### CHALLENGE
Swap "white ceramic plate" for "blue porcelain dish" everywhere in the lines below, leaving the rest unchanged.

Dataset excerpt:
┌──

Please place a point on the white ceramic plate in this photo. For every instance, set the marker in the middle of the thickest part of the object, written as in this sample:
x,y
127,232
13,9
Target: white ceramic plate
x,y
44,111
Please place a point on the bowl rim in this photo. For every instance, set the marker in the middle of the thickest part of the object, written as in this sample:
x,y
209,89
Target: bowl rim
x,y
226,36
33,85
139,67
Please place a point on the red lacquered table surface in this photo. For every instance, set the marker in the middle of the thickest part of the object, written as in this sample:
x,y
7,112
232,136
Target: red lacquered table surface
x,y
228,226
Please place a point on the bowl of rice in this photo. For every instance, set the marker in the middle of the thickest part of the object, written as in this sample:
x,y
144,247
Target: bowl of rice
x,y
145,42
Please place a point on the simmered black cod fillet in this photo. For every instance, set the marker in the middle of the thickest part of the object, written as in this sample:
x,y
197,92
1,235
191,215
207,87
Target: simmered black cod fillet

└──

### EXPECTED OUTPUT
Please place a point on the blue porcelain dish in this photo. For every instance, set the marker in the middle of the thickest part of the object, written as in this sample:
x,y
127,232
13,9
Target: blue porcelain dish
x,y
44,111
Please place a point on the bowl rim in this photo. For every instance, set the marker in the middle of the thickest part of the object, written as in this sample:
x,y
209,89
Target: bowl rim
x,y
226,36
33,85
139,67
Please place a point on the red lacquered table surface in this photo. For every instance, set the marker in the middle of the thickest part of the object, written as in this sample:
x,y
7,112
232,136
Target: red lacquered table surface
x,y
228,226
Please place a point on the bowl of rice in this photo. For every instance, set the marker in the middle of the thickest part of the object, written as in this sample:
x,y
144,247
Target: bowl of rice
x,y
145,42
Please place a point on the simmered black cod fillet in this photo. For every instance, set the marker in the middle of the thickest part of the object, written as in this sample:
x,y
197,92
1,235
191,215
207,87
Target: simmered black cod fillet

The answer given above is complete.